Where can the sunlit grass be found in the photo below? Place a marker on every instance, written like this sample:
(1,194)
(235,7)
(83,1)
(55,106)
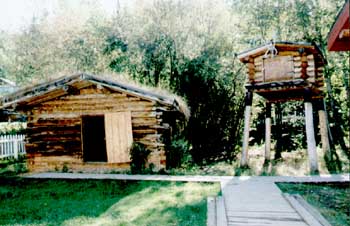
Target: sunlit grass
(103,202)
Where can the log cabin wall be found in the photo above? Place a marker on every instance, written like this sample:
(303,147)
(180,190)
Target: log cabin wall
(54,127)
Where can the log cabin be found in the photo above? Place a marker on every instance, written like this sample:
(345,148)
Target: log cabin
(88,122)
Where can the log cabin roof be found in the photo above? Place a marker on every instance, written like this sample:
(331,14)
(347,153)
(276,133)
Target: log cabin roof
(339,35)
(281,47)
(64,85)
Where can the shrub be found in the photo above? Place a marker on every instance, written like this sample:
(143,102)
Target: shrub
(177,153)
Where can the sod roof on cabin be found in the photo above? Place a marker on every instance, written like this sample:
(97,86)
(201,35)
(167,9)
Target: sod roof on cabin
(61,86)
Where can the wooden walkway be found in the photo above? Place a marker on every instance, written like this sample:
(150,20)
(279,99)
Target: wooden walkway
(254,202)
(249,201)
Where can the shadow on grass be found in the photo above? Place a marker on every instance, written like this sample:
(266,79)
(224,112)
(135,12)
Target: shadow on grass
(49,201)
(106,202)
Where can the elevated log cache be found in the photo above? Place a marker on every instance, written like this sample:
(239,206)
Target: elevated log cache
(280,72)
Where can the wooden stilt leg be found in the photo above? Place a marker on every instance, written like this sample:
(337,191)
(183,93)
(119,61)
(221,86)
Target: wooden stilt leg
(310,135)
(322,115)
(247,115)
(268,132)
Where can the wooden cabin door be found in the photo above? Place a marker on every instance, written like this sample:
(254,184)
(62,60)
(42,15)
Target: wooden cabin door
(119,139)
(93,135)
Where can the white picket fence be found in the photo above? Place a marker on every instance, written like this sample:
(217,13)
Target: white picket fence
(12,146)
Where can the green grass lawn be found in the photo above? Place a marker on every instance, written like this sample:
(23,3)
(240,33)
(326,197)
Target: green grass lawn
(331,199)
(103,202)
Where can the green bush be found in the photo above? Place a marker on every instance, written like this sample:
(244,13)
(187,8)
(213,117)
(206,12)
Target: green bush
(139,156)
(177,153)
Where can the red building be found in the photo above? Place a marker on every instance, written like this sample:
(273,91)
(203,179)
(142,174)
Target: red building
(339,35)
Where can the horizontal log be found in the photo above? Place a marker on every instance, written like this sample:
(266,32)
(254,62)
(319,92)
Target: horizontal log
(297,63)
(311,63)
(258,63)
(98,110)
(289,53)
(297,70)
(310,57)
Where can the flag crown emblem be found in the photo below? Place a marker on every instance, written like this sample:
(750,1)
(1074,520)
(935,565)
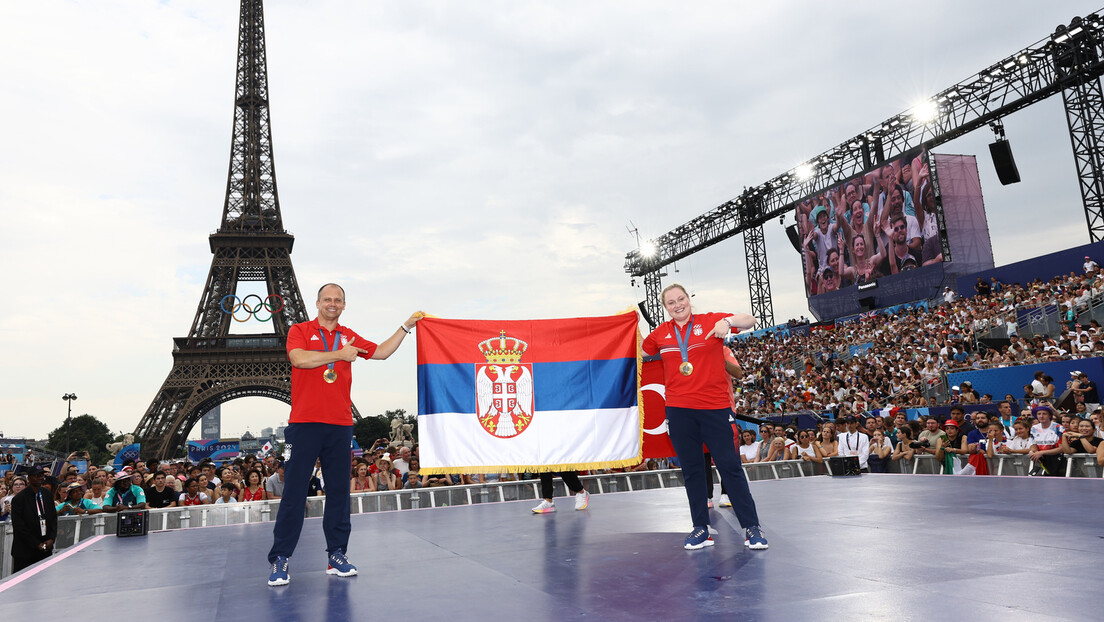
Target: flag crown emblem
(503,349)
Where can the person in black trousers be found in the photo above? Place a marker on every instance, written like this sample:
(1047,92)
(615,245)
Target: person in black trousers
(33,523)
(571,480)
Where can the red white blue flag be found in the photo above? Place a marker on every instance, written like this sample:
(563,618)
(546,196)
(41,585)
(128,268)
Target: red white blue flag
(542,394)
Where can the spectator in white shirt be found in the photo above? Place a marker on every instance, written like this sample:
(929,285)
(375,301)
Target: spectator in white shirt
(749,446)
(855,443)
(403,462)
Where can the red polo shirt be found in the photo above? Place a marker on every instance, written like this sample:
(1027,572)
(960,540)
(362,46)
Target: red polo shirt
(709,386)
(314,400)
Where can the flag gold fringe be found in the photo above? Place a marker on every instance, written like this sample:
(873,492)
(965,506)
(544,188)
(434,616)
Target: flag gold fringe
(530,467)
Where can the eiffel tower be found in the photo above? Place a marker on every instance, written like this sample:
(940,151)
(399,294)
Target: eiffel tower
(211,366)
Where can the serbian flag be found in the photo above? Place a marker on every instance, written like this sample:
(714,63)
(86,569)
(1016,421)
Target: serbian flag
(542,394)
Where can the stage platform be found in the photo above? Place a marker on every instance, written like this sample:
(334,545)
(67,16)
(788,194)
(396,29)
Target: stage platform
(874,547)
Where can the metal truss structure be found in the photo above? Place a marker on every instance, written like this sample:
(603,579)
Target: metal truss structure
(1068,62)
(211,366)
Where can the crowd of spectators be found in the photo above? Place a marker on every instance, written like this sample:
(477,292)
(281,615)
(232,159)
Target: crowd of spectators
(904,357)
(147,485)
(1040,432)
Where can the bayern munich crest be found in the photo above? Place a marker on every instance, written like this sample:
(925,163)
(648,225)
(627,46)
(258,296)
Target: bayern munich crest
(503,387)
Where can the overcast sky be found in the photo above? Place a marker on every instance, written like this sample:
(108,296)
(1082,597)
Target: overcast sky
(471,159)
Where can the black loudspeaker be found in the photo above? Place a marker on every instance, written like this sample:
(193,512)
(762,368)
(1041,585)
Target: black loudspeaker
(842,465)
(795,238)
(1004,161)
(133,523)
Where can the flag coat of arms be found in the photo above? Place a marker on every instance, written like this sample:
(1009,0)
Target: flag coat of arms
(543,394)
* * *
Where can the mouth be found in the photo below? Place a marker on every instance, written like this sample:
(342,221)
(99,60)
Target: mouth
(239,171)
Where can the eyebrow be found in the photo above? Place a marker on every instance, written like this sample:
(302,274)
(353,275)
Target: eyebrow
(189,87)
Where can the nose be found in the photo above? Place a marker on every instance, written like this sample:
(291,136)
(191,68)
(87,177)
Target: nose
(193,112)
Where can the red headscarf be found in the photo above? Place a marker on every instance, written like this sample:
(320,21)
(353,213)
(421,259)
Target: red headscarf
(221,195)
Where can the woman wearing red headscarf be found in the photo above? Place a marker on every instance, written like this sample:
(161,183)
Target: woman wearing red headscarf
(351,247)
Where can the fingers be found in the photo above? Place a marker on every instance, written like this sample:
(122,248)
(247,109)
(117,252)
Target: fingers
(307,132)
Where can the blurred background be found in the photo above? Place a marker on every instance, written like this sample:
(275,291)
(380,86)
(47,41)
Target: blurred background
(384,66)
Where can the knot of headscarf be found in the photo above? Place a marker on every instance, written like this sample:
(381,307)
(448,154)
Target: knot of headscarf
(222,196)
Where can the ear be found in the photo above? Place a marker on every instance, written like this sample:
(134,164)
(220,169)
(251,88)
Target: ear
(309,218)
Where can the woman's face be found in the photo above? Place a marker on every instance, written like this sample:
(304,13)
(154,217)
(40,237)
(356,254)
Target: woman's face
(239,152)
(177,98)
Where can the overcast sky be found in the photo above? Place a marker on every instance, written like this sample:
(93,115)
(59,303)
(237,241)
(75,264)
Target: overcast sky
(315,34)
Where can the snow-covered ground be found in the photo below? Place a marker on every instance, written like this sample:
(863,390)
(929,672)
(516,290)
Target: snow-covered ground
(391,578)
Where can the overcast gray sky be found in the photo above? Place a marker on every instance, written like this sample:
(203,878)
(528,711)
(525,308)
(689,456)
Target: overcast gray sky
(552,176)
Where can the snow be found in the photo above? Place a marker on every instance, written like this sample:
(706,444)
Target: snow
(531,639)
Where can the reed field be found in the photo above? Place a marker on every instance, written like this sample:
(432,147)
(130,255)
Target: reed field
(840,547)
--
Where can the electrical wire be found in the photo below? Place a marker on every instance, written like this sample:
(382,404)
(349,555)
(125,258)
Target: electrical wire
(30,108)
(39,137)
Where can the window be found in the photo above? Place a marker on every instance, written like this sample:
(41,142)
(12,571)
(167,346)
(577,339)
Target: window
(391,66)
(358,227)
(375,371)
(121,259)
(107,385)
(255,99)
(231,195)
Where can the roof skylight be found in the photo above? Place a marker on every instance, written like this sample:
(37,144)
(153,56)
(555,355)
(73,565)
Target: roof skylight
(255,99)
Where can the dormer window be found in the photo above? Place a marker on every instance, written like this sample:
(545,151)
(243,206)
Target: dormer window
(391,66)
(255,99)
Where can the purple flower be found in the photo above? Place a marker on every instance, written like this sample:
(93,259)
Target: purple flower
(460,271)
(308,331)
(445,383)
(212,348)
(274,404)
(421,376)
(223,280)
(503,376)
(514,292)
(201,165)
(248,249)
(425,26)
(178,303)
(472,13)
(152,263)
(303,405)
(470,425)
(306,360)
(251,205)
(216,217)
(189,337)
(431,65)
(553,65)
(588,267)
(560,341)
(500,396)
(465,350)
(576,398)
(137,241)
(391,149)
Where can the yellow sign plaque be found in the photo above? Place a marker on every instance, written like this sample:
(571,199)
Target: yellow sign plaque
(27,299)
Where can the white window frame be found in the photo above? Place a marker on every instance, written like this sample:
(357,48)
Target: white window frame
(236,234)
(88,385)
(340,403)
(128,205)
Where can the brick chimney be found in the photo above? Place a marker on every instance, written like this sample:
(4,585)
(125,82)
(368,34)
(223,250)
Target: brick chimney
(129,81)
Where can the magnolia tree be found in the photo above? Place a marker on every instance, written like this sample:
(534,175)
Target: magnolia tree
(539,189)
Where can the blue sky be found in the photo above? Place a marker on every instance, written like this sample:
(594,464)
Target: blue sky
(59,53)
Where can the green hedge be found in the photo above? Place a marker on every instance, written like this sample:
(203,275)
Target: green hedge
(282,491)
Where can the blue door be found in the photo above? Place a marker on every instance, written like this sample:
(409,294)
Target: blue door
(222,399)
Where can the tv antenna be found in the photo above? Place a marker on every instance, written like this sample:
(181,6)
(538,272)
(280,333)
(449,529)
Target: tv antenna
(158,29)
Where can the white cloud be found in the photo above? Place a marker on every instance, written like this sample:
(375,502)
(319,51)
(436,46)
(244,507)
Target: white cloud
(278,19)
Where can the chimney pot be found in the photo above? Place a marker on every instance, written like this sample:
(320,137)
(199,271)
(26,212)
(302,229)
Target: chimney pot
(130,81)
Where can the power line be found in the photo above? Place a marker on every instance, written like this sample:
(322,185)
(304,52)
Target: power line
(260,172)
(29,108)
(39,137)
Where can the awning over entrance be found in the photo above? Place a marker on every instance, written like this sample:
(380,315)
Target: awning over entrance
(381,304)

**EXERCISE INSTRUCTIONS**
State how many lines of the records above contain the word "face". Give only the number.

**WRITTEN RESPONSE**
2